● The exercise: Each line below should be reproduced without any alteration.

• • • •

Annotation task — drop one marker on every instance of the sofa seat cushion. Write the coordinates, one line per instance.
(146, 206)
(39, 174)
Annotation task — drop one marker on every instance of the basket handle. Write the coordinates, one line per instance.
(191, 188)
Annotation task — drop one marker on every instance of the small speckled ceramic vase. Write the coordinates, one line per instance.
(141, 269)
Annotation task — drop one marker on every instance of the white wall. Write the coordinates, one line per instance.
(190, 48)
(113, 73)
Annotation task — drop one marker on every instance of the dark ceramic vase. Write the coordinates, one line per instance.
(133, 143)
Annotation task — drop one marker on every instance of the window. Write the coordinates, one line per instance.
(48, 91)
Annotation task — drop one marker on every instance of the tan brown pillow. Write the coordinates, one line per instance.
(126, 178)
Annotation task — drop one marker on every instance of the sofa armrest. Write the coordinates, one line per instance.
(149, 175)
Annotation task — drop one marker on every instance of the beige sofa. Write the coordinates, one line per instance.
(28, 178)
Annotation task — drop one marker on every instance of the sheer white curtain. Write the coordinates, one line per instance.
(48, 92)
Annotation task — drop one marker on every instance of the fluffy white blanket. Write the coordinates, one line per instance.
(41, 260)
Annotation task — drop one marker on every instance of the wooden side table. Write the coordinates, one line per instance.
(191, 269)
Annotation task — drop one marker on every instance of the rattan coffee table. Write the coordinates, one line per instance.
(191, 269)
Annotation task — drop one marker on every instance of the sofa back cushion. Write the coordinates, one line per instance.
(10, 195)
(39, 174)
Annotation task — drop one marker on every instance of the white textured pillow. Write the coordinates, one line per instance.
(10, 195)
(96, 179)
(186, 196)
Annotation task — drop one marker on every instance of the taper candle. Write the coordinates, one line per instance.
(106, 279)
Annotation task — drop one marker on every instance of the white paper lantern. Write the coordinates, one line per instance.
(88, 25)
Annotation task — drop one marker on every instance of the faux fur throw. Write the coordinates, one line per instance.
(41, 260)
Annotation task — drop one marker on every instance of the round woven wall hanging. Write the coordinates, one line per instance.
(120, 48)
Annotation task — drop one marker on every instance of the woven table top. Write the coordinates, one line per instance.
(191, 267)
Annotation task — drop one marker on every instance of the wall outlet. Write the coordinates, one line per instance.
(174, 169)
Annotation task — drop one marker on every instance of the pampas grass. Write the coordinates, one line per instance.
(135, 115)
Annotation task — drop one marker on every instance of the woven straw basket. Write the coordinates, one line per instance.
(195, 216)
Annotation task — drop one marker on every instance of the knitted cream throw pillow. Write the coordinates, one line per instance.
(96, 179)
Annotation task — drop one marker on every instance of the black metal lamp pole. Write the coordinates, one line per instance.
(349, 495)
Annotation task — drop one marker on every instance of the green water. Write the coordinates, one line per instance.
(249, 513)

• • • •

● Right answer:
Annotation task — drop one marker on every instance of the sofa seat cushion. Write the coordinates, one line per instance.
(146, 206)
(39, 174)
Annotation task — drop one marker on every instance of the basket handle. Write the coordinates, one line per instance.
(191, 188)
Annotation task — drop one marker on every instance of the small speckled ceramic vase. Write the coordinates, one line per instance.
(141, 269)
Annotation task — drop one marker on every instance of the white wall. Write the coordinates, one line per instance.
(190, 48)
(113, 73)
Annotation task — drop one marker on every instance of the dark ceramic vase. Write the coordinates, one line per instance.
(133, 143)
Annotation task — drop one marker on every instance of the window. Write the coordinates, one line per instance.
(48, 91)
Annotation task — drop one marker on every instance of the tan brown pillow. Write the coordinates, one line per instance.
(126, 178)
Annotation task — drop one marker on every instance of the sofa armrest. Write the coordinates, one line per instance.
(149, 175)
Annotation task — drop one marker on every instance of the beige sofa. Write the coordinates, one line per instance.
(28, 178)
Annotation task — drop one marker on every instance of the sheer white curtain. Write the coordinates, one line per instance.
(48, 92)
Annotation task — drop one marker on every instance of the fluffy white blanket. Write the coordinates, one line per instance.
(41, 260)
Annotation task — drop one marker on every instance of the wooden side table. Write the coordinates, one line per instance.
(191, 269)
Annotation task — drop one marker on every instance of the rattan coffee table. Write the coordinates, one line per instance.
(191, 269)
Annotation task — drop one marker on every instance of the sofa back cushion. Write the coordinates, one line per instance.
(10, 195)
(39, 174)
Annotation task — drop one marker on every instance of the white textured pillow. Write the coordinates, one line per instance.
(10, 195)
(96, 179)
(186, 196)
Annotation task — drop one marker on every instance of the taper candle. Write the coordinates, one line per instance.
(106, 279)
Annotation task — drop one marker on every instance of the white paper lantern. Write the coordinates, one line per instance.
(88, 25)
Annotation task — drop one marker on every instance of the faux fur throw. Write the coordinates, one line per instance.
(41, 260)
Annotation task — drop one marker on every instance of the round woven wall hanging. Write the coordinates, one line per instance.
(120, 48)
Annotation task — drop one marker on every instance of the woven table top. Write the coordinates, one line per instance.
(191, 267)
Annotation task — drop one marker on every instance of the wall outlet. Write the coordinates, one line per instance.
(174, 169)
Annotation task — drop one marker on every instance of the pampas grass. Write the coordinates, one line per instance.
(135, 115)
Annotation task — drop one marker on every instance of the woven straw basket. Write the coordinates, one line per instance.
(195, 216)
Annotation task — drop one marker on every instance of the knitted cream throw pillow. Write the coordinates, one line per instance.
(96, 179)
Annotation task — drop one marker on every instance of the black metal lamp pole. Write the coordinates, one line per instance.
(349, 495)
Annotation task — drop one marker on every instance of the green water. Write the coordinates, one line per instance.
(249, 513)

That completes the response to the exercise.